**How to complete this task:** Pictures aside, each record should be reproduced exactly.

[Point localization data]
□ □ □ □

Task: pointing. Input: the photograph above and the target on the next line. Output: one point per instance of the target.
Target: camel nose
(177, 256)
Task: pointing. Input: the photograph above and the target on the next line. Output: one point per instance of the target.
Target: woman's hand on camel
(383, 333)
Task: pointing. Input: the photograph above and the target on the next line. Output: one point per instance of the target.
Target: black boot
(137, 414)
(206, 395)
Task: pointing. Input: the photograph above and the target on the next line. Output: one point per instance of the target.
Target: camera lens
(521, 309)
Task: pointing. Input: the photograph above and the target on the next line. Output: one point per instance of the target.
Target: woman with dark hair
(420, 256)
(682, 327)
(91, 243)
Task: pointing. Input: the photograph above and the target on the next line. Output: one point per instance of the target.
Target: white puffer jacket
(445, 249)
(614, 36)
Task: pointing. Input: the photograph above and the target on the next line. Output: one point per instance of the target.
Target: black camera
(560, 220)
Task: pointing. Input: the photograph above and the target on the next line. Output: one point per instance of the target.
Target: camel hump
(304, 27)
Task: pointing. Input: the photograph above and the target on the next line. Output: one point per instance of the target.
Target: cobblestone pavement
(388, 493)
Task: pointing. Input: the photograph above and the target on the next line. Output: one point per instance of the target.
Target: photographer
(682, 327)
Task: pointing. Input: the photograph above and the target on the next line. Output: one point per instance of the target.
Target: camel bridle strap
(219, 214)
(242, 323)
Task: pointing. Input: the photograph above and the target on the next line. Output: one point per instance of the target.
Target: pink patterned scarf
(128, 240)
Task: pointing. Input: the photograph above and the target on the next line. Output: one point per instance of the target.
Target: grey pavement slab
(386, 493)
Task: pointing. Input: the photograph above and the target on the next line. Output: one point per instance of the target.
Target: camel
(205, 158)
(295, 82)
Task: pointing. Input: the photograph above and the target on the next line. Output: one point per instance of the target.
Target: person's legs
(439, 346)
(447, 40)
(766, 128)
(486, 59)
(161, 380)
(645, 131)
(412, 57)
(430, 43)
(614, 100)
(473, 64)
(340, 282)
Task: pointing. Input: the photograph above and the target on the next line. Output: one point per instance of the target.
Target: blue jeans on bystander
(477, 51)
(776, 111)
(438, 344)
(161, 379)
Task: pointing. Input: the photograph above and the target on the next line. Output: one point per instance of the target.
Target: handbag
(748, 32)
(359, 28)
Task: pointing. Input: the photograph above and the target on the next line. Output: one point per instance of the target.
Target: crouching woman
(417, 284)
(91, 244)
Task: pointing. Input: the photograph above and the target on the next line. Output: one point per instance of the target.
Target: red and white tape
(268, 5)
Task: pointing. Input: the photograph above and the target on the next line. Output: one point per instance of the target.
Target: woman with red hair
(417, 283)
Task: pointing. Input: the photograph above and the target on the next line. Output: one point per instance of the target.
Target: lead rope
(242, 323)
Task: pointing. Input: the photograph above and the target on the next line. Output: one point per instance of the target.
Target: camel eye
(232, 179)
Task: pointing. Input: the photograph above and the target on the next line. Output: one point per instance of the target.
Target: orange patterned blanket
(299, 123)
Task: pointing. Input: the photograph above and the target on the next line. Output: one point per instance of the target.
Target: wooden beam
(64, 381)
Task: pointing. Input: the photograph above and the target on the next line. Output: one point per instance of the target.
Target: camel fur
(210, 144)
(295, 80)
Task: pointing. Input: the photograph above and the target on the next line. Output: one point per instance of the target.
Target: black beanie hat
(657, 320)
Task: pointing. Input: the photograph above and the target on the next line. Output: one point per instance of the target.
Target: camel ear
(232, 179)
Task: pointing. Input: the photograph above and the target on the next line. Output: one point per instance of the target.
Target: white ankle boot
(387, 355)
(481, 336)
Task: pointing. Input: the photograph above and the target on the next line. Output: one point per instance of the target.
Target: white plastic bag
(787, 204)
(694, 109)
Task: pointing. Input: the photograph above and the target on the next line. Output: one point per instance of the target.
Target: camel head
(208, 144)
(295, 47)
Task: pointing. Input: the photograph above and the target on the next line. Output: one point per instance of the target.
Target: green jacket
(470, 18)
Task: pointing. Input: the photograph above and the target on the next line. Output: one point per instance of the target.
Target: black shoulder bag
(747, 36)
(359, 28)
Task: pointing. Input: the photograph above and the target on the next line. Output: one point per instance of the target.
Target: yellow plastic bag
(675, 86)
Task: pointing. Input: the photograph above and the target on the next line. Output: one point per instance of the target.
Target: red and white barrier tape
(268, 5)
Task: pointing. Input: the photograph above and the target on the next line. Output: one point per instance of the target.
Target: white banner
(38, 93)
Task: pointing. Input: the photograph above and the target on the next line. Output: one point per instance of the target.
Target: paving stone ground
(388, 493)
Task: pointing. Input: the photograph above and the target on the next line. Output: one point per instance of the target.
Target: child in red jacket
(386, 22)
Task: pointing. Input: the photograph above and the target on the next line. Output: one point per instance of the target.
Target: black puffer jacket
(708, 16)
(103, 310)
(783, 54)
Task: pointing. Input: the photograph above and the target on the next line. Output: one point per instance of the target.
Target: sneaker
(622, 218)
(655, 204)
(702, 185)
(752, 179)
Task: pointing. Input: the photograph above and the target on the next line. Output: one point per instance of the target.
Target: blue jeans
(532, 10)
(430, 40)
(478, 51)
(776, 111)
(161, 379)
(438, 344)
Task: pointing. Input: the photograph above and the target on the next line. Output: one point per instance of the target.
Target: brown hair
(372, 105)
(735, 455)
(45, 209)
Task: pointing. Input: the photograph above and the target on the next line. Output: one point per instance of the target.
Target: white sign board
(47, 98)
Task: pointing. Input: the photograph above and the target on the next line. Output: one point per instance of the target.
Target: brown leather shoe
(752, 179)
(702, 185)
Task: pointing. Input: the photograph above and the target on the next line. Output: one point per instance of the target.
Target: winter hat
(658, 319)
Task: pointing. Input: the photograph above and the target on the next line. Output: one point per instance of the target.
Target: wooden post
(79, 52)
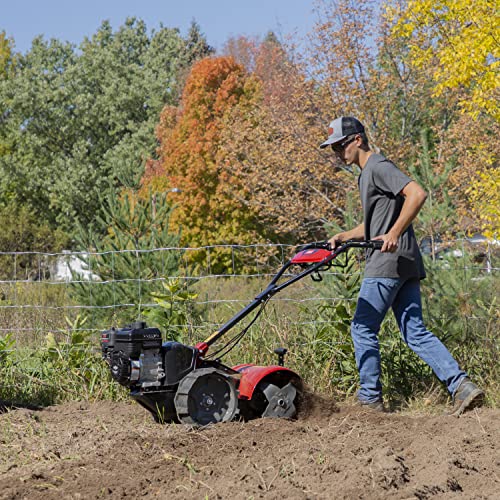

□ □ □ □

**Worked solution:**
Task: pointing. Input: the photograph above and the target on the next line. Output: one point per instance of the target.
Target: camel nose
(177, 256)
Task: pointing. Input: the photograph above and the target on the next line. Output: one point per instance of the target.
Target: woman's hand on camel
(383, 333)
Task: pointing. Input: the photograph above and the target on the next line. Output: one point per instance of the target.
Target: black boot
(137, 414)
(206, 395)
Task: pointing. Input: the photograph above and the target on the next line. Output: one point per instance of the target.
Target: camera lens
(521, 309)
Task: pointing. Input: the photograph above and the target on the next line. Output: one point per instance of the target.
Target: woman with dark hair
(420, 256)
(682, 327)
(91, 243)
Task: pointing. Input: the photograph above and the target on the next line. Output: one point per instance of the target.
Target: white puffer jacket
(445, 249)
(614, 36)
Task: pointing. Input: the photograph above and the target on the next line. Output: one point per instance of the target.
Target: black camera
(560, 220)
Task: pointing. Input: the photograph above and the target on the next line. Output: one point per instance of the target.
Target: camel hump
(304, 27)
Task: pointing. Input: the photograph above and the target on the next line. Output: one point per instance of the target.
Target: cobblestone pavement
(388, 493)
Task: pointing. Input: the photograph above and the target on the next line. Output: one point per instance of the target.
Target: photographer
(682, 327)
Task: pointing. Input: the photograph above and the target on the next line. Output: one point per instance of the target.
Target: camel bridle strap
(219, 214)
(242, 323)
Task: pointing. Input: the photograph above and the target on the next line. Output: one point per instance of the target.
Target: pink patterned scarf
(128, 240)
Task: pointing. Input: the photograph above and the target on the next line. Output: one point per instance of the target.
Target: grey pavement slab
(386, 493)
Task: pointing. Input: the photograph above and the target on the next line. Output: one point per instance of the target.
Target: camel
(205, 158)
(295, 82)
Task: pointing. Input: the photograph above and the target on the next line. Output: one point per instance of the target.
Target: person's legs
(439, 346)
(447, 40)
(766, 128)
(486, 59)
(161, 380)
(645, 131)
(412, 57)
(430, 43)
(614, 100)
(473, 64)
(340, 282)
Task: pointing. Input: the photograph above and the target on the next line. Output: one point per instance of the target.
Target: blue jeans on bystander
(477, 51)
(776, 111)
(438, 344)
(161, 379)
Task: pointing. Input: the photograph above and the target on the next line. Output: one point per instance of the target.
Target: handbag
(748, 32)
(359, 28)
Task: pointing. Input: the photograph above and the target on the next line. Output: one point per instance of the target.
Target: crouching woman
(417, 284)
(91, 244)
Task: pointing. Input: the photograph above and the target on the next line. Output: one point per instance of the target.
Target: red and white tape
(268, 5)
Task: pointing. Input: the photograph above and the target on the next line. Output: one point per instance of the target.
Target: woman with red hair
(417, 283)
Task: pointing. Input: the photograph above and the target on the next line. Output: one point per instance of the target.
Target: lead rope
(242, 323)
Task: pointing. Input: the photograph above and the target on the next line. Output: one point per instance of the target.
Target: camel eye
(232, 179)
Task: pointing. Input: the photograph above and the target on the next line. Output: one point per instance of the target.
Target: orange patterned blanket
(299, 123)
Task: pointing. Input: the photograph above and the target on the next line. Output: one point per instance of the target.
Target: wooden beam
(64, 381)
Task: pointing. Input: the photograph above and the target on the next line. Output: one point per instance of the target.
Target: camel fur
(210, 144)
(295, 80)
Task: pointing. Input: the photograph above and the target on the next line. Output: one point per instance of the target.
Target: black beanie hat
(657, 320)
Task: pointing. Input: the photograph above and the target on the next line. Output: one point per instance of the target.
Target: camel ear
(232, 179)
Task: pointing. Input: the photograph above and the target on the next line. Output: one point per instance of the target.
Target: white ankle boot
(387, 355)
(481, 336)
Task: pointing. Input: the photograph above and the target on the next line. Output: one point per instance of the target.
Target: white plastic bag
(787, 204)
(694, 109)
Task: pointing. Input: the photograph above and the target on the next line. Output: one point per instance of the target.
Target: camel head
(208, 144)
(295, 47)
Task: pointing. Input: the photograph above and the target on the next line. Output: one point per instance of the target.
Target: green jacket
(470, 18)
Task: pointing. Input: the photograph above and the target on the next line. Output: one point per instance of the target.
Target: black shoulder bag
(747, 36)
(359, 28)
Task: pointing. Input: the photograph above and the target on the next line. Output: one point per instance of the target.
Target: yellow plastic bag
(675, 86)
Task: pointing. Input: the photograph above and the target on the next line. Output: one point per instance of the target.
Target: red and white barrier tape
(268, 5)
Task: pointing. Input: the photograph above and the target on the next line. Output: one point per instance of the target.
Target: white banner
(38, 93)
Task: pointing. Input: the photograph above and the target on the next line. Output: one point per instance of the target.
Target: paving stone ground
(388, 493)
Task: pointing. Input: the photograph above and the target on the next line. Output: one point per instance of the target.
Target: child in red jacket
(386, 22)
Task: pointing. Input: the photograph above and the target on the next line. Output: one point per instance of the target.
Target: black puffer jacket
(708, 16)
(103, 310)
(783, 54)
Task: pointing. Input: the photograph above and the target on the next line. Output: one point per instance of the target.
Target: sneaker
(622, 218)
(655, 204)
(702, 185)
(752, 179)
Task: pointing. Input: the photograph above and the target on the next line. Output: one point per instance of the target.
Target: blue jeans
(532, 10)
(430, 40)
(478, 51)
(776, 111)
(161, 379)
(438, 344)
Task: pointing. Input: the photograph above and the target on the next line. Output: one point per instance of the target.
Target: brown hair
(372, 105)
(735, 455)
(45, 209)
Task: pointing. Input: the photograph above and the target on the next line. Output: one point per instance of the target.
Target: white sign board
(47, 98)
Task: pointing. Input: the photograph above and the target on the next line. Output: one point per instance of the target.
Target: brown leather shoe
(752, 179)
(702, 185)
Task: pointing. Input: the photograph above and the target on the next line. Output: one point per instance of the target.
Target: winter hat
(658, 319)
Task: pointing. Input: the photograph above and the target on the next line. Output: one point per instance of the target.
Target: wooden post
(79, 52)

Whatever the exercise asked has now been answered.